▶ [Zu prüfender Text]

Gab es Konkurrenten bei der Standortentscheidung?

Die gab es nach Angaben des Bosch-Managers reichlich. "In einem langen Prozess haben wir die ganze Welt gescannt." Dem Vernehmen nach waren unter anderem Singapur und New York im Rennen bei der Standortsuche. "Unsere Entscheidung für Dresden ist auch ein Zeichen für Deutschland, dass es ein attraktiver Standort für Hightech und Innovation bleibt", sagt Hoheisel. Reichlich werden übrigens auch Steuergelder fließen, und zwar über einen Sondertopf für Projekte von strategischer Bedeutung. Laut Angaben von Montag soll es um bis zu 200 Millionen Euro gehen - die EU-Kommission soll das erst noch bewilligen.

Also Dresden wegen staatlicher Finanzspritzen?

Hoheisel sagt dazu nur: "Die Unterstützung des Bundeswirtschaftsministeriums hat uns auch geholfen, die Entscheidung so zu fällen."

Welche Chips stellt Bosch her?

Es geht um die sogenannte 300-Millimeter-Technologie, als um Scheiben (Wafer) aus Silizium mit 30 Zentimeter Durchmesser, auf denen einzelne Chips entstehen und nach hunderten hochkomplexen, insgesamt monatelangen Arbeitsschritten herausgeschnitten werden. Die 300-Millimeter-Technologie ermöglicht eine höhere Chip-Produktion pro Wafer und damit auch niedrigere Stückkosten. Bisher ist Bosch in der 150- und 200-Millimeter-Chiptechnologie aktiv, hierfür hat die Firma einen Produktionsstandort in Reutlingen. Diese 2010 eröffnete Anlage war mit 600 Millionen Euro übrigens die bislang höchste Einzelinvestition des schwäbischen Konzerns.

▶ [Vorliegende Daten]

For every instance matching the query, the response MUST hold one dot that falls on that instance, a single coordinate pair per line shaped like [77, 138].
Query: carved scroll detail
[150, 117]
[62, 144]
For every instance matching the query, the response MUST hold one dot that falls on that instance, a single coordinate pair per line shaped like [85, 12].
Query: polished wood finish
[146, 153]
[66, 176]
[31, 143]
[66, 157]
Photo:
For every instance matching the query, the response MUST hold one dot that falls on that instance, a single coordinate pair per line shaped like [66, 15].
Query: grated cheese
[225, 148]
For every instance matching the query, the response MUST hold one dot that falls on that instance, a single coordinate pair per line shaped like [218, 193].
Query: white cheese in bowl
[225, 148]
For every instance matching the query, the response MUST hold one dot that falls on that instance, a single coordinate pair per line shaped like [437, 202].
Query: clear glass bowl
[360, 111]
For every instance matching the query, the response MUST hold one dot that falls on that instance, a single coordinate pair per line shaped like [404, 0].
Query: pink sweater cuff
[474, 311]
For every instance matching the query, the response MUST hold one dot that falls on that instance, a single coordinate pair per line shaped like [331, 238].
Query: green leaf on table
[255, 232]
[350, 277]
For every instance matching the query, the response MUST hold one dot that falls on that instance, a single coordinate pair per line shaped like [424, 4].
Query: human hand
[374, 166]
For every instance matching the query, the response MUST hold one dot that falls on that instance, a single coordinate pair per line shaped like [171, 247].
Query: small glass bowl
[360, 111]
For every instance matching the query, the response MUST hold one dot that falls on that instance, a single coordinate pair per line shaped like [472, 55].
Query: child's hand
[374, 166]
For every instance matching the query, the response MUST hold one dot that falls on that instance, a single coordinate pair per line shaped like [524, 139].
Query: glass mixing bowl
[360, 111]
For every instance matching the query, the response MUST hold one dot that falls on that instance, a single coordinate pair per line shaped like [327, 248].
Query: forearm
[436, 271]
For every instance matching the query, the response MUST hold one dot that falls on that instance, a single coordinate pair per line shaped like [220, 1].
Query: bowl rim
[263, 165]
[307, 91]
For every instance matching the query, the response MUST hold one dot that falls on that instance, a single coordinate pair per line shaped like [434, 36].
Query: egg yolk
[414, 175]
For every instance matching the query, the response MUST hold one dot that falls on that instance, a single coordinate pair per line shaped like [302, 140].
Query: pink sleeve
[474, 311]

▶ [Zu erledigende Aufgaben]
• 1. Beantworte zum Text über Boschs Standortentscheidung für Dresden:
(a) Welche Städte waren dem Vernehmen nach unter anderem bei der Standortsuche im Rennen?
(b) Um wie viel Geld aus dem Sondertopf soll es laut Angaben von Montag gehen?
(c) In welchem Jahr wurde die Anlage in Reutlingen eröffnet, und wie hoch war die Investition?
• 2. Wie lässt sich der Text über Boschs Standortentscheidung für Dresden in zwei Sätzen zusammenfassen?
• 3. Führe den Text über Boschs Standortentscheidung für Dresden nach seinem letzten Satz weiter.

▶ [Die Lösungen]
• 1.
(a) Singapur und New York
(b) Um bis zu 200 Millionen Euro
(c) 2010, mit 600 Millionen Euro

• 2. Nach einer weltweiten Suche, bei der dem Vernehmen nach unter anderem Singapur und New York im Rennen waren, hat sich Bosch für Dresden entschieden, wobei bis zu 200 Millionen Euro an Steuergeldern fließen sollen, die die EU-Kommission noch bewilligen muss. Bei den Chips geht es um die 300-Millimeter-Technologie, die mehr Chips pro Wafer und niedrigere Stückkosten ermöglicht, während Bosch bisher in der 150- und 200-Millimeter-Technologie aktiv ist und dafür einen Standort in Reutlingen hat.

• 3.
Warum sind Chips so wichtig für die Industrie?

Die Halbleiter-Fertigung gewinnt rasant an Bedeutung. Man spricht in der Branche von drei Wellen: In den 1990er und 2000er Jahren gab es eine hohe Nachfrage nach Computer- und Laptop-Prozessoren, danach kam eine Nachfragewelle nach Handy- und Smartphone-Chips. Nun gewinnt das sogenannte Internet der Dinge an Bedeutung, bei dem Maschinen und alle möglichen anderen Dinge vernetzt werden. Die Autobranche setzt große Hoffnungen in selbstfahrende Autos sowie in Elektrofahrzeuge, auch hier wird die Nachfrage nach Chips steigen. Heutzutage sind in einem Oberklasse-Auto etwa 300 bis 400 Chips verbaut, künftig dürften es noch mehr werden.

Was ist der kritische Punkt bei der Bosch-Investition?

Mit Blick auf die hohe Investitionssumme ist klar: Bosch muss damit auf einen überschaubaren Zeitraum auch richtig Geld verdienen. Das ist alles andere als ein Selbstläufer. Der Chip-Markt ist von asiatischen Anbietern dominiert, die Preise sinken tendenziell. Der Wettbewerbsdruck ist also enorm hoch. Bosch ist zwar mit den in Reutlingen hergestellten Mems-Systemen bereits gut unterwegs, kommt mit der Dresdner Fabrik aber auf ein neues Level, bei dem auch Masse gefragt ist. Wird Bosch so viele Chips verkaufen können, um hier profitabel zu sein? "Wir sind uns sehr sicher, dass sich die Investition in absehbarer Zeit auszahlt", sagt Bosch-Manager Hoheisel.

Warum kauft Bosch nicht einfach Chips vom Weltmarkt?

Bosch will sein eigenes Ding machen. "Uns ist es wichtig, dass wir die Schlüsseltechnik in eigenen Händeln haben und nicht von Zulieferern abhängig sind", sagt Bosch-Geschäftsführer Hoheisel. Aber wäre es nicht viel billiger, auf Chips anderer Anbieter oder Auftragsfertiger zu setzen? "Natürlich würden ökonomische Berechnungen andere Wege aufzeigen, aber wir setzen auf Nachhaltigkeit und Unabhängigkeit."

Ist die Bosch-Investition eine generelle Abkehr von Kooperationen?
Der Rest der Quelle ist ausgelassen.